EXERCISE INSTRUCTIONS: Please put the stretch of entries from the start through the line containing "box: [180, 504, 303, 599]" into a Markdown table with the columns Row and Line, numbering each row and leaving out blank lines.
#### DATA PROVIDED
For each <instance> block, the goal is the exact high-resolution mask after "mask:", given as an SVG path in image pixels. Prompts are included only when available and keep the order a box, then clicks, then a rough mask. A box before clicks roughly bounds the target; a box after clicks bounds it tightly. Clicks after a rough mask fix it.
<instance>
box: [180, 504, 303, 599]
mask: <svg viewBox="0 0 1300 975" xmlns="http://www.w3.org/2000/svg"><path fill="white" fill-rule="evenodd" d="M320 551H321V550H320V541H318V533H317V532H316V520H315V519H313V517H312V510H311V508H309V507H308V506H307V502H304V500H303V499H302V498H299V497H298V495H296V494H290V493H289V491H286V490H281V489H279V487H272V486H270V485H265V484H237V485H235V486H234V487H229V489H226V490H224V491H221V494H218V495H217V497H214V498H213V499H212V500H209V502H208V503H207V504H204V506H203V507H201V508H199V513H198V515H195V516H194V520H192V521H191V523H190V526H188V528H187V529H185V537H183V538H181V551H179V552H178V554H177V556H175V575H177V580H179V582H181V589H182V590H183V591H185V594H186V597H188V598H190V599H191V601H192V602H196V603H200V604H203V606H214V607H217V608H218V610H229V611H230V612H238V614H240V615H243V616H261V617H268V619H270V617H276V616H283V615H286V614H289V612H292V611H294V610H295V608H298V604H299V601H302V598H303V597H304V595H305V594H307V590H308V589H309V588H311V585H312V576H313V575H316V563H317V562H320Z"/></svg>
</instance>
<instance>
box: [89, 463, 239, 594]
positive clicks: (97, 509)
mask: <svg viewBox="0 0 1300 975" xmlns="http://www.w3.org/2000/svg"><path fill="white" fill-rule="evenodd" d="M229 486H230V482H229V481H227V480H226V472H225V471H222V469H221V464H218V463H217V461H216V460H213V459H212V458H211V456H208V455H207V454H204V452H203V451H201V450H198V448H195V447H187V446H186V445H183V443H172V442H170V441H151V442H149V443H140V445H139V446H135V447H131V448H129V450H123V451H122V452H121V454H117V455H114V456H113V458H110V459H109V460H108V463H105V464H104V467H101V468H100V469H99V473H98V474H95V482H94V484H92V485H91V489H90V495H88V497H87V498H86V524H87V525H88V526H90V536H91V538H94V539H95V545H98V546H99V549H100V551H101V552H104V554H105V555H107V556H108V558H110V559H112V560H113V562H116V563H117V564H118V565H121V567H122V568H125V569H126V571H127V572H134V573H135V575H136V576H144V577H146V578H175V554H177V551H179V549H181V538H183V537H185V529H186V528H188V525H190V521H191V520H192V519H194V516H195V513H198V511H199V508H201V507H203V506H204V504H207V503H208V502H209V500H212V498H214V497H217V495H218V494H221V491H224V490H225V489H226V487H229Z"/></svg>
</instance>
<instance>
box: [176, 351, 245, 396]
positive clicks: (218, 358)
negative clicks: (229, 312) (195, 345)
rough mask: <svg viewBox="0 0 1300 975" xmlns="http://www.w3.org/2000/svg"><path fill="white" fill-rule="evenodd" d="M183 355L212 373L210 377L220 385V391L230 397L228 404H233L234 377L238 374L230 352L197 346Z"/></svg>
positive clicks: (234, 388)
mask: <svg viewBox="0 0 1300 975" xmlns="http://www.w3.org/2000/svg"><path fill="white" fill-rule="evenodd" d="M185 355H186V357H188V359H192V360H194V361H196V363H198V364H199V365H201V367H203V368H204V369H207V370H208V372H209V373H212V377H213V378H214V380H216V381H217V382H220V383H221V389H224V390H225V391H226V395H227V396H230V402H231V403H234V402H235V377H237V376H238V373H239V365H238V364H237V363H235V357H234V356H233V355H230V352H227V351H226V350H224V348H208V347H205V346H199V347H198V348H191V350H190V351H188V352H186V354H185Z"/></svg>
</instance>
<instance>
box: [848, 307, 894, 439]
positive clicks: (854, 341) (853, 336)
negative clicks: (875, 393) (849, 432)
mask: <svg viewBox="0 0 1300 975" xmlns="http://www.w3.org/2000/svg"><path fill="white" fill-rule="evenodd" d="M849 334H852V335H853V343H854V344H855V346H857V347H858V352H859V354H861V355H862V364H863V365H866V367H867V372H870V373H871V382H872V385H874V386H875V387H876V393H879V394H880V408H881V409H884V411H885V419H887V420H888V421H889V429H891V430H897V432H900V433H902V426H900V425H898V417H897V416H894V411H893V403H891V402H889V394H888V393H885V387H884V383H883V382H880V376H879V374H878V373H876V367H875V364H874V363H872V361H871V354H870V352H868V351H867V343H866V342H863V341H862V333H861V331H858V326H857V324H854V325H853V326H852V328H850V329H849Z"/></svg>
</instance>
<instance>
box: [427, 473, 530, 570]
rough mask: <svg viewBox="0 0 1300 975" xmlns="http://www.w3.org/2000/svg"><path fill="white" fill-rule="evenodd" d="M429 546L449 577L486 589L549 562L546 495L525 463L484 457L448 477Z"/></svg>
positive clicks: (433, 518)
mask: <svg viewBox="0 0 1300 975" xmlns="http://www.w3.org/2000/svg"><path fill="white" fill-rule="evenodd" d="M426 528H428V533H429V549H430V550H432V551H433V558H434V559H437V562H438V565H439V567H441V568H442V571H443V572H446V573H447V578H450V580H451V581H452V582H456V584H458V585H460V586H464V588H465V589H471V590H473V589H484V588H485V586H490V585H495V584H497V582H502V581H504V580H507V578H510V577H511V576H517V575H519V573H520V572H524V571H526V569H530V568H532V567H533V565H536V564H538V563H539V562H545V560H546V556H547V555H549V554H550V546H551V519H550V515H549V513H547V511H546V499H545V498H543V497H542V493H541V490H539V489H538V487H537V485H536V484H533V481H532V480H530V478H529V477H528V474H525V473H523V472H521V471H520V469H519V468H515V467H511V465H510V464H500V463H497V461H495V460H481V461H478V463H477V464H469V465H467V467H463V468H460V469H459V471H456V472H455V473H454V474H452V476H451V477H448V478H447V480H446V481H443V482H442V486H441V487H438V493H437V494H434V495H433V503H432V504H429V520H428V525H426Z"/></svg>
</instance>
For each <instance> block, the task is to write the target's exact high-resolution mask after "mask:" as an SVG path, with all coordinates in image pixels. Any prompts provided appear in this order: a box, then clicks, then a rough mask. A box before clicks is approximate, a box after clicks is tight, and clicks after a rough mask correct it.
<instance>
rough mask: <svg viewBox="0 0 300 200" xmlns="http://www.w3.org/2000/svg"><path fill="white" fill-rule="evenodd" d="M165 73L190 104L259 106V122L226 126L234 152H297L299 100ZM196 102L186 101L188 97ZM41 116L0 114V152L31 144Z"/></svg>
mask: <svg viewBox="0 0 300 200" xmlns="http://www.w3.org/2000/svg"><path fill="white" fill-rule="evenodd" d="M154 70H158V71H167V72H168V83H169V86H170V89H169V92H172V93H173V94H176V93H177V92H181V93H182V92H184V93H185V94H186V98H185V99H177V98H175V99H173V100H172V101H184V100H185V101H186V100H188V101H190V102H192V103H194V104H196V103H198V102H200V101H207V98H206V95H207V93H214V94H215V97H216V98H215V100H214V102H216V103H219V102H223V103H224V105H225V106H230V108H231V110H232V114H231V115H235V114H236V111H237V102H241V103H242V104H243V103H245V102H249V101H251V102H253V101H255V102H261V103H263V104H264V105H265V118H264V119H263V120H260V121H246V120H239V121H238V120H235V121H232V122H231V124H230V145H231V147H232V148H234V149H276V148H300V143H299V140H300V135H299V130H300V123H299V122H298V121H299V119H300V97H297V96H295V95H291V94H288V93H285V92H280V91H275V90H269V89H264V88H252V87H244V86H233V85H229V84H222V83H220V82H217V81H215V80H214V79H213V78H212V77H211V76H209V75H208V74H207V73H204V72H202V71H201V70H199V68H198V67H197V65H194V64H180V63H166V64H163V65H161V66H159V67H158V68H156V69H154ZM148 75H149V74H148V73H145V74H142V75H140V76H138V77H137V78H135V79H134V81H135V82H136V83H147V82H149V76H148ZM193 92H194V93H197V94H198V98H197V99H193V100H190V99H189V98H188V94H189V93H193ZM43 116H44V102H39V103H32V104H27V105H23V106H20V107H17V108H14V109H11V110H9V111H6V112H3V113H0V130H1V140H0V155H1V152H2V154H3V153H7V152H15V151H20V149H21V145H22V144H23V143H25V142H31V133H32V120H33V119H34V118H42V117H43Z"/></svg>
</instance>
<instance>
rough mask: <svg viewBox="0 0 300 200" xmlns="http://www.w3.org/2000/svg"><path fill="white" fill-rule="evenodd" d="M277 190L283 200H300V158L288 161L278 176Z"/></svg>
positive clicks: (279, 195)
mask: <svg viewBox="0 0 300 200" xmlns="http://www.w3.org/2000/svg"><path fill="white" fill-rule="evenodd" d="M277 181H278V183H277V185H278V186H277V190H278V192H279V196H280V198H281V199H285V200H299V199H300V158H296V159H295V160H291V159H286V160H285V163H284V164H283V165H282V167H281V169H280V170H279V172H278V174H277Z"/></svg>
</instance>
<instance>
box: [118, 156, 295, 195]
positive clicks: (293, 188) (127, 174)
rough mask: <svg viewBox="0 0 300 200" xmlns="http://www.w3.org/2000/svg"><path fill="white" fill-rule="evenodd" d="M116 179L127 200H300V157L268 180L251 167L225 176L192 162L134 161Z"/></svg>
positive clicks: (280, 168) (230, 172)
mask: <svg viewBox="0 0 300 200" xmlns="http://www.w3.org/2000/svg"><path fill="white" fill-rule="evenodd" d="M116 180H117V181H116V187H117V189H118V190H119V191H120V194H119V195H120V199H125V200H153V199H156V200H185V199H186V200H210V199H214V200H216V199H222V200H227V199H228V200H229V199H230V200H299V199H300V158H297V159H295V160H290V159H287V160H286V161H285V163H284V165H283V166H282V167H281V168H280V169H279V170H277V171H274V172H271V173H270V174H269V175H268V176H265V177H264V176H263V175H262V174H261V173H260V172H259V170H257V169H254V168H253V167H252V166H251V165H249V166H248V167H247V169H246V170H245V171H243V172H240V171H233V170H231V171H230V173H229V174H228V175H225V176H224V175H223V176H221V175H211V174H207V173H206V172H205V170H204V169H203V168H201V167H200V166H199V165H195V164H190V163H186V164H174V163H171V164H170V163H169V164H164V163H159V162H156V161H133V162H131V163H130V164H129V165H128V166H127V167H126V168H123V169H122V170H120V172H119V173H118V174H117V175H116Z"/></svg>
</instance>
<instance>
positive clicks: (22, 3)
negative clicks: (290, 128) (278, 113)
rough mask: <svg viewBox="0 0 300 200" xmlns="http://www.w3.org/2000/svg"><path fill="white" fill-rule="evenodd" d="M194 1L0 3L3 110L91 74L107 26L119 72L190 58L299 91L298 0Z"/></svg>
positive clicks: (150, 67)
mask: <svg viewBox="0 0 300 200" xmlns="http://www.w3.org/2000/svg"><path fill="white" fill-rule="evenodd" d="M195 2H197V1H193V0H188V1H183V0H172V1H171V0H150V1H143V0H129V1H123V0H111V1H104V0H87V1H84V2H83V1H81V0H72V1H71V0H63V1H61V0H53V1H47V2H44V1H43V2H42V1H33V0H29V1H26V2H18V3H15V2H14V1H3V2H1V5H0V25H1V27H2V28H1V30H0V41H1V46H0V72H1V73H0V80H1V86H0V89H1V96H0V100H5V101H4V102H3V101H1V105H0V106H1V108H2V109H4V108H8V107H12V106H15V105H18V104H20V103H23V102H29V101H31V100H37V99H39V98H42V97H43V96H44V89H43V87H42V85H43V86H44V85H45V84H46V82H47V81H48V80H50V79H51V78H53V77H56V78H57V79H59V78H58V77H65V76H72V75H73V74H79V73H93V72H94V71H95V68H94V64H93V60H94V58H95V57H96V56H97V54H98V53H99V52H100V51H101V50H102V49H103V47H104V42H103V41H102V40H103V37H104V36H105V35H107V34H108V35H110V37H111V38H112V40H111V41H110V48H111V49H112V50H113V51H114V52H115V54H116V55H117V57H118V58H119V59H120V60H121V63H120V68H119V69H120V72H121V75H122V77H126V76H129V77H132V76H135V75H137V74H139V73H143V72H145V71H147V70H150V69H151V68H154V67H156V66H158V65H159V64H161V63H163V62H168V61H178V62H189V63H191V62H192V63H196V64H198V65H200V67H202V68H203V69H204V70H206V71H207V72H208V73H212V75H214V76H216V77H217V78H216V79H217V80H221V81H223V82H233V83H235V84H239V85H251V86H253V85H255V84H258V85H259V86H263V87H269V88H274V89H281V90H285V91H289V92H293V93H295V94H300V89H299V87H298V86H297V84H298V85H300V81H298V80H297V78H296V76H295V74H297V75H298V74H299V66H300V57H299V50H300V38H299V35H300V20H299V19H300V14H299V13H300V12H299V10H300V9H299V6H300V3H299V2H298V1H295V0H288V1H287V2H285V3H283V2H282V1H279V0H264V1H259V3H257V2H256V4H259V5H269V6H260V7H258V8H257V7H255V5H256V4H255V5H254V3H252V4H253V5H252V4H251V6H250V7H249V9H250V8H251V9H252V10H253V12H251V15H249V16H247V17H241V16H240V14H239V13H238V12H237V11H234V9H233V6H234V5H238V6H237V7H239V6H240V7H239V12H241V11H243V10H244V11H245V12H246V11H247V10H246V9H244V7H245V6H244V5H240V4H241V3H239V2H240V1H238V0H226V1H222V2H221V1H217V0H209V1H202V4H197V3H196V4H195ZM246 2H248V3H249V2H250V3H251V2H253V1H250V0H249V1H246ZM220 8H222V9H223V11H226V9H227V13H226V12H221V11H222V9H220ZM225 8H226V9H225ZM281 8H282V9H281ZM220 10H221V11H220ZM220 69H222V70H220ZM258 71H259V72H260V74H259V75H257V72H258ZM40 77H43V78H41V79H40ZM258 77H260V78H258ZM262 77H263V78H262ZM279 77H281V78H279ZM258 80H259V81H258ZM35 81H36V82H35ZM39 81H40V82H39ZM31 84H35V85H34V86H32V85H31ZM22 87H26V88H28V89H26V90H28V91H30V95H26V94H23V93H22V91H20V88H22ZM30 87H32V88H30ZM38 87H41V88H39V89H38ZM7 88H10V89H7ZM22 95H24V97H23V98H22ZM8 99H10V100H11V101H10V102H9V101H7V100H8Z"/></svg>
########
ANSWER AREA:
| Row | Line |
|---|---|
| 1 | For each <instance> block, the goal is the exact high-resolution mask after "mask:", given as an SVG path in image pixels. Prompts are included only when available and keep the order a box, then clicks, then a rough mask. A box before clicks roughly bounds the target; a box after clicks bounds it tightly. Clicks after a rough mask fix it. |
| 2 | <instance> |
| 3 | box: [180, 504, 303, 599] |